TASK TO CARRY OUT
Copy out the listing below line for line, keeping every word, number and mark unchanged.

EXTRACTED INFORMATION

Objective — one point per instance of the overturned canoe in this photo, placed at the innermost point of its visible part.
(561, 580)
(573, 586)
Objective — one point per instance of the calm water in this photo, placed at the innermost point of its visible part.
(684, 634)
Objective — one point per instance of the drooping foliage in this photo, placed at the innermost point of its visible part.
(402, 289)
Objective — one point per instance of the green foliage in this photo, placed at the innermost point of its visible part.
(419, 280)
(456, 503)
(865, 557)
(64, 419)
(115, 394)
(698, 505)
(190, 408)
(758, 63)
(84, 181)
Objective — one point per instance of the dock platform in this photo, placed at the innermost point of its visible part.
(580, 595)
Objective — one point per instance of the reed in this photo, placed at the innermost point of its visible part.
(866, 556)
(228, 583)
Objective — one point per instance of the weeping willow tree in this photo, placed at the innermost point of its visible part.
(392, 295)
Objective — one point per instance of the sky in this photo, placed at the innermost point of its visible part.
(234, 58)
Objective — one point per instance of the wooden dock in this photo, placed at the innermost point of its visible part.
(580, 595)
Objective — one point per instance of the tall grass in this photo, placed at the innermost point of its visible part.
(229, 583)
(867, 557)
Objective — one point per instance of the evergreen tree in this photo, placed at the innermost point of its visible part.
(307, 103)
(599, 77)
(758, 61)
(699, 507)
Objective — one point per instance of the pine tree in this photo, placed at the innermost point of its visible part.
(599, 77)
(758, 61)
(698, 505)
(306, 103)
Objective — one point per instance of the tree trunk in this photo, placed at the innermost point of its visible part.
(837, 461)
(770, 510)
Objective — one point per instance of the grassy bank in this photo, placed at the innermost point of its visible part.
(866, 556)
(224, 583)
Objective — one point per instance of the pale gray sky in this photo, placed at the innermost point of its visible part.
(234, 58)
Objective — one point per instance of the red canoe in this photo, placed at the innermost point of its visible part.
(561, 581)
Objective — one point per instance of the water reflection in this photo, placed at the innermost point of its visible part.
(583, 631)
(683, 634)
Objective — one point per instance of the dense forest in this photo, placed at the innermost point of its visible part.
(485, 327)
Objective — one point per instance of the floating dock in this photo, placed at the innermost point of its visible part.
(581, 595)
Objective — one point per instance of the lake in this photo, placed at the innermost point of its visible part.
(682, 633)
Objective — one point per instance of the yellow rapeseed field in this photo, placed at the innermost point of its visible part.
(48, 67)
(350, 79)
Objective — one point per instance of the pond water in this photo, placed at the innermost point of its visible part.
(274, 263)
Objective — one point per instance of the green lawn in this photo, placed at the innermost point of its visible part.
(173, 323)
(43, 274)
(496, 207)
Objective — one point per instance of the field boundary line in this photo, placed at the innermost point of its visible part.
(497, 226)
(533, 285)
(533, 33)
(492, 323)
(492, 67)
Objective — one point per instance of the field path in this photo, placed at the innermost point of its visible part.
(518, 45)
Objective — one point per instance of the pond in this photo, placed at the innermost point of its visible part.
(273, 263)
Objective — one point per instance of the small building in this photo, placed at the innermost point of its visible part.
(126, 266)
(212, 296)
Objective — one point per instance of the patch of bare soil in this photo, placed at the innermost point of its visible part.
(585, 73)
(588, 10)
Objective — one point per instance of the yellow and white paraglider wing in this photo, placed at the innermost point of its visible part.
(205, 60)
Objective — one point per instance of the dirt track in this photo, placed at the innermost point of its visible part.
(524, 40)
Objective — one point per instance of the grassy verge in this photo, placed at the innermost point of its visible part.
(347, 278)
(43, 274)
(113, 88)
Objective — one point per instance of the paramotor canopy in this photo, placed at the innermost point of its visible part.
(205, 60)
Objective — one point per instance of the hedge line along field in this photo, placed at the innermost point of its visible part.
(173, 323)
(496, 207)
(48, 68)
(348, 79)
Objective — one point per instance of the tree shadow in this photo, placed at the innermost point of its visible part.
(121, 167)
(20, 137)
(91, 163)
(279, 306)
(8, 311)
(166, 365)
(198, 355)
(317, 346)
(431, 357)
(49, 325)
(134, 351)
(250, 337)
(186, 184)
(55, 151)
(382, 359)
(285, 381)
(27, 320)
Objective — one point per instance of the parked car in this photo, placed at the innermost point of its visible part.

SOLUTION TO THIS TASK
Objective — one point per instance of the overturned canoe in this photo, placed at the innermost point of its visible part.
(561, 580)
(573, 586)
Objective — one point per instance of the calm water in this photo, placed at the innermost point of its visible part.
(684, 634)
Objective — one point per instance of the drooping foliage in this photo, placed at the innermost point of its visible part.
(402, 289)
Objective — one point per instance of the green foliage in this photo, placed at the innermost point of its visible part.
(419, 280)
(456, 503)
(865, 557)
(64, 419)
(115, 394)
(698, 505)
(190, 408)
(758, 63)
(84, 181)
Objective — one point per instance of the dock platform in this photo, placed at the innermost point of its visible part.
(580, 595)
Objective — one point per instance of the reed in this photo, placed at the innermost point of its visible part.
(866, 556)
(228, 583)
Objective — one point per instance of the weeping willow tree in this photo, placed at the innermost point of its visible part.
(392, 295)
Objective — one point per instance of the sky in this photo, placed at the innermost point of its visible part.
(234, 58)
Objective — one point per instance of the wooden dock in this photo, placed at the innermost point of its visible part.
(580, 595)
Objective — one point per instance of the tall grass in this photo, placed at the innermost point of its visible part.
(229, 583)
(867, 557)
Objective — one point per instance of the evergreen tree in this photo, placed at the innermost point of its visible part.
(307, 103)
(599, 77)
(758, 61)
(699, 507)
Objective — one point per instance of the pine tree in this photo, placed at the innermost point of its visible part.
(599, 77)
(758, 61)
(698, 505)
(306, 103)
Objective — one point per instance of the tree trunk in this photo, placed at the innermost point of its visible part.
(837, 461)
(770, 510)
Objective — one point per instance of the grassy bank in this photo, placed at the innermost point of its visible part.
(866, 556)
(224, 583)
Objective — one point per instance of the pale gray sky in this photo, placed at the innermost point of its visible part.
(234, 58)
Objective — one point per instance of the red canoe in this photo, placed at the innermost point of its visible part.
(561, 581)
Objective — one point per instance of the water reflection in this photo, placed at the innermost point of its visible part.
(583, 631)
(683, 634)
Objective — one point per instance of the dense forest in this photo, placed at the innermost point of its visible part.
(485, 327)
Objective — one point per instance of the floating dock in this photo, placed at the innermost point of its visible part.
(581, 595)
Objective — one point per instance of the lake in this photo, placed at the innermost point of its visible part.
(682, 633)
Objective — one point per instance of the yellow rapeseed field in this photo, placed at the innermost point of its visible part.
(48, 67)
(350, 79)
Objective — one point per instance of the pond water in this photo, placed at the innermost point of its visible part.
(274, 263)
Objective — one point per instance of the green lawn in this photo, placed at the innermost point of its visible part.
(173, 323)
(43, 274)
(496, 207)
Objective — one point per instance of the field boundary line in this photo, placed at the innermost point of its visible part.
(497, 226)
(533, 285)
(533, 33)
(492, 323)
(492, 67)
Objective — one point per instance of the field path in this photo, placed at the innermost point of its visible part.
(518, 45)
Objective — one point per instance of the pond in this photo, placed at the innermost point of its visible part.
(273, 263)
Objective — one point per instance of the small building in this photo, placed at the innermost point of its visible part.
(126, 266)
(212, 296)
Objective — one point per instance of the patch of bare soil in this photo, placed at the innermost point of its visible part.
(585, 73)
(588, 10)
Objective — one point per instance of the yellow and white paraglider wing in this photo, placed at the innermost point of its visible part.
(205, 60)
Objective — one point per instance of the dirt track in this photo, placed at the innermost point of its visible part.
(524, 40)
Objective — one point per instance of the grassy verge in this photo, placed at the innermost point of its visible part.
(347, 278)
(43, 274)
(113, 88)
Objective — one point per instance of the paramotor canopy in this photo, placed at the innermost point of its visible part.
(205, 60)
Objective — one point per instance of the hedge line along field in this photo, placed at the innermost point of its visible part.
(173, 323)
(496, 207)
(48, 68)
(348, 79)
Objective — one point per instance of the tree shadow in this photo, placed at the innermost point of its visible part.
(121, 167)
(20, 137)
(91, 163)
(279, 306)
(8, 311)
(166, 365)
(198, 355)
(317, 346)
(431, 357)
(49, 325)
(134, 351)
(250, 337)
(186, 184)
(55, 151)
(382, 359)
(285, 381)
(27, 320)
Objective — one point per instance of the parked car in this photo, placed at the innermost point of its visible part.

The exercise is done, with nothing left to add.